**EXERCISE AIM:** List every path and HTTP method pair in the endpoints table of the agent server documentation below.

**DOCUMENT SEGMENT:**
####

2. Call `/invoke` (one-shot)¶

curl -sS -X POST http://localhost:8080/invoke \
  -H "Authorization: Bearer $LOCUS_SERVER_API_KEY" \
  -H "Content-Type: application/json" \
  -d '{"prompt": "Find Q3 revenue.", "thread_id": "user-c42"}'

Returns the full AgentResult JSON in one response. Use this for batch jobs, scripts, and anything that doesn't render incrementally.

3. Call `/stream` (Server-Sent Events)¶

const es = new EventSource(
  "/stream?token=" + encodeURIComponent(token),
);

es.addEventListener("model_chunk", (e) => {
  const { content } = JSON.parse(e.data);
  output.innerText += content;
});

es.addEventListener("tool_start", (e) => {
  const { tool_name } = JSON.parse(e.data);
  status.innerText = `🔧 ${tool_name}`;
});

es.addEventListener("terminate", () => es.close());

Every typed event becomes its own SSE event-name; the data: payload is the JSON-serialised event. Same shape as the Python API's async for event in agent.run(...).

Endpoints¶

Path	Method	Body	Returns
`/invoke`	POST	`{"prompt": "...", "thread_id": "..."}`	full `AgentResult` JSON
`/stream`	POST	same	`text/event-stream` SSE of typed events
`/health`	GET	—	liveness probe (200 OK)
`/threads/{tid}`	GET	—	conversation history (requires checkpointer)
`/threads/{tid}`	DELETE	—	drop a thread

/docs, /redoc, and /openapi.json are only mounted when debug=True in your settings — production deployments don't expose schema by default.

Auth and thread scoping¶

Bearer token. Pass api_key="..." to the constructor or set LOCUS_SERVER_API_KEY. Every request must carry Authorization: Bearer <token>. Constant-time compared with hmac.compare_digest.
Loopback-only fallback. If you don't configure auth and don't pass allow_unauthenticated=True, the server warns and binds to loopback only — no accidental open agent endpoints on 0.0.0.0.
Per-principal thread namespacing. The principal is derived from the bearer token; thread IDs are prefixed with it server-side. One authenticated client can't resume another's conversation by guessing the thread_id (CWE-639).

server = AgentServer(
    agent=agent,
    api_key=os.environ["LOCUS_SERVER_API_KEY"],
)

For unauthenticated dev:

server = AgentServer(agent=agent, allow_unauthenticated=True)
server.run(host="127.0.0.1", port=8080)   # never 0.0.0.0

Thread persistence¶

If the underlying Agent has a checkpointer, the server honours thread_id in the request body for cross-request continuity. Same client + same thread_id → same conversation, same memory.

# Day 1
curl -X POST .../invoke -d '{"prompt":"Plan Tokyo", "thread_id":"user-c42"}'
# Day 2 — same thread_id, conversation continues
curl -X POST .../invoke -d '{"prompt":"What were we discussing?", "thread_id":"user-c42"}'

For multi-worker deployments, swap the checkpointer to one workers share — OCIBucketBackend(bucket=..., namespace=...) is the zero-friction path on OCI; RedisCheckpointer and PostgresCheckpointer work too.

Deployment¶

The server is plain FastAPI — deploy it however you deploy FastAPI.

####

[Region pointing data]

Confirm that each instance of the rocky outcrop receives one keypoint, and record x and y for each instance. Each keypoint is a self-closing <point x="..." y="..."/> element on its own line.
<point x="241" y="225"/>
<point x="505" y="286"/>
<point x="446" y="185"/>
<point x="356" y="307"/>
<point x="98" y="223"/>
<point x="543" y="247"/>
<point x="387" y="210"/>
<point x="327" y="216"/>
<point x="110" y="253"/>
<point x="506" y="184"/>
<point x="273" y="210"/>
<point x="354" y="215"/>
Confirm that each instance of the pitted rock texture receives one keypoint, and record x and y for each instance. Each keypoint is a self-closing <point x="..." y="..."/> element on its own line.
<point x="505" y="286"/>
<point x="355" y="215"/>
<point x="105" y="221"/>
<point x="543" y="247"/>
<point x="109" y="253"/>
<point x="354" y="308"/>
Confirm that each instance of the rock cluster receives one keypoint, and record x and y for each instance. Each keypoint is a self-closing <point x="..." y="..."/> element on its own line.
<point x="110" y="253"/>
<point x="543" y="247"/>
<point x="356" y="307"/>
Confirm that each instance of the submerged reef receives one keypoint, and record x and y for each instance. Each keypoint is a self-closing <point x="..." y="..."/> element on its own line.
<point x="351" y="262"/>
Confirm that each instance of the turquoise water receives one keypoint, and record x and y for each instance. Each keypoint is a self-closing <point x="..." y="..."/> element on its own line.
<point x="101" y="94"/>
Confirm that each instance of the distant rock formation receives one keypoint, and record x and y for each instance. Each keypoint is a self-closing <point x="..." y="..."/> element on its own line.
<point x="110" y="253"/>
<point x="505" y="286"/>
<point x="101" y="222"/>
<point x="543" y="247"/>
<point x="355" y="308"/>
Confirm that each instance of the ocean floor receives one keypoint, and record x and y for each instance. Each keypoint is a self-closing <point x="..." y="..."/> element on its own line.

####

**EXERCISE OUTPUT:**
- `/invoke`: POST
- `/stream`: POST
- `/health`: GET
- `/threads/{tid}`: GET
- `/threads/{tid}`: DELETE